Written task: Below is some material; transcribe all of it exactly.

Named object pointing entries

↓↓↓

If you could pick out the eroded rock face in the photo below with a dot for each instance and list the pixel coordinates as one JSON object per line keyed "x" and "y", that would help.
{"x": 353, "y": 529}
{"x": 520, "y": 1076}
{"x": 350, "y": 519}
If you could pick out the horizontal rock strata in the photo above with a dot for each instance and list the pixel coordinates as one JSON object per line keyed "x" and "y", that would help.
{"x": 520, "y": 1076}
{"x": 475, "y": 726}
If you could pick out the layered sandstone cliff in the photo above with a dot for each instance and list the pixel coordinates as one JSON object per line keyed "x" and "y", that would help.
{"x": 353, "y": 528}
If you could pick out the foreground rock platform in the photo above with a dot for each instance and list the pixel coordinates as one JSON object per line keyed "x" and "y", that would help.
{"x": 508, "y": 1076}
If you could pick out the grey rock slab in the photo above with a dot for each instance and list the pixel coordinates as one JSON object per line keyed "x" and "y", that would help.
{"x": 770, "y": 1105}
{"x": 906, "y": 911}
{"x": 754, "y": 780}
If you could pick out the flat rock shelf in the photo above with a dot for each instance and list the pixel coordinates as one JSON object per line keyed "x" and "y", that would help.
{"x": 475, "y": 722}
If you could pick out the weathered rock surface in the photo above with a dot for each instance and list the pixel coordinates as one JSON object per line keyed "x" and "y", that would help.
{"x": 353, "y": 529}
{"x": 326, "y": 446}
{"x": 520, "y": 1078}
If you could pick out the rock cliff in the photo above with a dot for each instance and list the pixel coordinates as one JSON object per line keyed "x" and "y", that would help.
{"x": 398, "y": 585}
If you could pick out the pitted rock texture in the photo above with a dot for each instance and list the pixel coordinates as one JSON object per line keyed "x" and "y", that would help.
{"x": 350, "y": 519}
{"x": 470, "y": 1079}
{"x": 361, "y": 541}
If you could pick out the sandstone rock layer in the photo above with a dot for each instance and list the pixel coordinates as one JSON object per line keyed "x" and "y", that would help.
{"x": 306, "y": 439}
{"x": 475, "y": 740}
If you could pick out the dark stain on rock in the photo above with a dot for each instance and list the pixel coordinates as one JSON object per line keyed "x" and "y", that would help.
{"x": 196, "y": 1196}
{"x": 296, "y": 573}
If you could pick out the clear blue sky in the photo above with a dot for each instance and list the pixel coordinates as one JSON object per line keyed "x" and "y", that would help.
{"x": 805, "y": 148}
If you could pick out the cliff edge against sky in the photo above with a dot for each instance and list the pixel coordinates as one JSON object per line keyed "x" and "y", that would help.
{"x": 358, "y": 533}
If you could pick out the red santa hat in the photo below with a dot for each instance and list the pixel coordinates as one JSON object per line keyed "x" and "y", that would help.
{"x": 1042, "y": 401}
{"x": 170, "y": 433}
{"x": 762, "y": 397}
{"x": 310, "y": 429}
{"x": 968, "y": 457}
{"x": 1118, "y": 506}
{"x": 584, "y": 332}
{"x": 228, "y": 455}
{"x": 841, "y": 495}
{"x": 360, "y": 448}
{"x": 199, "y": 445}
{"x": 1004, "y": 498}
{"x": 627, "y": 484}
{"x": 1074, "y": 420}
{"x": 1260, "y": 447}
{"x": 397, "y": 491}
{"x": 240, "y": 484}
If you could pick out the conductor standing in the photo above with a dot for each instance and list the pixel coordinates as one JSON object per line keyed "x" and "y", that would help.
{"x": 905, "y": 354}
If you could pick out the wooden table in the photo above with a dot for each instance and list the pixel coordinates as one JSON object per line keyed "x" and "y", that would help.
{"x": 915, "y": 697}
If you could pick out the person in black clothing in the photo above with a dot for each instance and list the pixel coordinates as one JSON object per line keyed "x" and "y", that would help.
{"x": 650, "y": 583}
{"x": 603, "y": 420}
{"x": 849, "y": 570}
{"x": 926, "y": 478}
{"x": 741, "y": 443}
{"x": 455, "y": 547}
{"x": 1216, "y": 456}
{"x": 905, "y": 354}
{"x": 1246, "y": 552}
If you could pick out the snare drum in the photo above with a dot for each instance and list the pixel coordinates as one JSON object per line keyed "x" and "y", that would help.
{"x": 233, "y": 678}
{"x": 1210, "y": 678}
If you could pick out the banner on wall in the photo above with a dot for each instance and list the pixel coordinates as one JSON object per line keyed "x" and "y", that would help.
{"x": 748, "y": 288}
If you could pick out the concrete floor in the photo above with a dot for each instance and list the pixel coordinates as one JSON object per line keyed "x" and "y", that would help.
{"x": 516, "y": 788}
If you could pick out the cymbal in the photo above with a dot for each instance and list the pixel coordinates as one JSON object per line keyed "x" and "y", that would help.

↑↑↑

Final answer:
If you could pick out the eroded rock face in the photo below with a dot for each instance and list the pixel coordinates as one JSON object per line keyed "x" and "y", that would help.
{"x": 353, "y": 529}
{"x": 520, "y": 1076}
{"x": 350, "y": 519}
If you could pick out the horizontal rock strata in the photo above with a dot for each instance and list the pixel coordinates as one JSON object per line keyed "x" and "y", that would help.
{"x": 520, "y": 1076}
{"x": 475, "y": 726}
If you could pick out the layered sandstone cliff in the photo above with a dot for each instance and list the pixel coordinates as one JSON object per line keyed "x" and "y", that would help.
{"x": 353, "y": 528}
If you could pick out the foreground rock platform in the photo above with a dot for each instance and list the pixel coordinates as one JSON object per line keyed "x" and "y", that would help.
{"x": 508, "y": 1076}
If you could pick out the grey rock slab in the photo above with a dot for each instance and list the pixel coordinates as one JSON object per line keyed "x" and "y", that would help.
{"x": 770, "y": 1105}
{"x": 906, "y": 911}
{"x": 754, "y": 780}
If you could pick out the flat rock shelf in the photo above with a dot for each instance and list the pixel coordinates as one JSON object per line keyed "x" and "y", that would help.
{"x": 475, "y": 722}
If you could pick out the weathered rock surface in the photo above with a dot for each instance and list the pixel coordinates as one JSON object per line keyed "x" and "y", that would help.
{"x": 353, "y": 529}
{"x": 326, "y": 446}
{"x": 520, "y": 1078}
If you could pick out the rock cliff in the photo above with a dot for each instance and list the pixel coordinates as one JSON object per line keyed "x" and "y", that would help.
{"x": 398, "y": 585}
If you could pick out the pitted rock texture in the photo above with a dot for each instance and list the pixel coordinates as one JSON object per line keyed "x" and "y", that would help.
{"x": 350, "y": 519}
{"x": 470, "y": 1079}
{"x": 361, "y": 541}
If you could pick out the sandstone rock layer in the photo above with a dot for each instance and list the pixel coordinates as one JSON object per line keyed "x" and "y", that would help.
{"x": 306, "y": 439}
{"x": 475, "y": 740}
If you could pick out the dark stain on rock in the photo above with a dot for each instance and list the pixel coordinates as one JSON object per line keyed "x" and "y", that would help.
{"x": 196, "y": 1196}
{"x": 296, "y": 573}
If you could pick out the clear blue sky in the photo above with a dot for each instance and list the pixel coordinates as one JSON object per line keyed "x" and "y", that would help.
{"x": 805, "y": 148}
If you could pick out the cliff edge against sky in the photo above with a dot for each instance and list the pixel coordinates as one JSON object per line keyed "x" and "y", that would help.
{"x": 358, "y": 533}
If you could pick out the red santa hat in the photo below with a dot for each instance and list the pixel coordinates as one JSON object per line keyed "x" and "y", that would help.
{"x": 1042, "y": 401}
{"x": 170, "y": 433}
{"x": 762, "y": 397}
{"x": 310, "y": 429}
{"x": 968, "y": 457}
{"x": 1118, "y": 506}
{"x": 584, "y": 332}
{"x": 228, "y": 455}
{"x": 841, "y": 495}
{"x": 360, "y": 448}
{"x": 199, "y": 445}
{"x": 1004, "y": 498}
{"x": 627, "y": 484}
{"x": 1074, "y": 420}
{"x": 1260, "y": 447}
{"x": 397, "y": 491}
{"x": 240, "y": 484}
If you could pick out the conductor standing in the photo above with a dot for each instance and list the pixel coordinates as one JSON object per line keyed "x" and "y", that would help.
{"x": 905, "y": 354}
If you could pick out the wooden table in the photo above with a dot for each instance and list the pixel coordinates as one JSON object per line keyed "x" and "y", that would help.
{"x": 915, "y": 697}
If you could pick out the person in black clothing in the photo above with a dot for each instance and list the pixel coordinates as one JSON object per line keyed "x" and "y", that would help.
{"x": 650, "y": 583}
{"x": 603, "y": 420}
{"x": 849, "y": 570}
{"x": 926, "y": 478}
{"x": 741, "y": 443}
{"x": 455, "y": 547}
{"x": 1216, "y": 456}
{"x": 905, "y": 354}
{"x": 1246, "y": 552}
If you could pick out the snare drum in the photo above with a dot for each instance and list the pixel coordinates as one JSON object per line keyed "x" and "y", that would help.
{"x": 233, "y": 678}
{"x": 1210, "y": 678}
If you could pick out the banner on wall in the photo above with a dot for each instance and list the pixel coordinates as one JSON object per line keyed "x" and "y", that would help.
{"x": 748, "y": 288}
If you could pick out the concrete floor in the photo above with a dot for each instance and list the pixel coordinates as one JSON object per line keyed "x" and "y", that would help.
{"x": 516, "y": 788}
If you could pick out the cymbal in the photo above with a dot for each instance and list the pixel coordinates as one JSON object per line keyed "x" and "y", that would help.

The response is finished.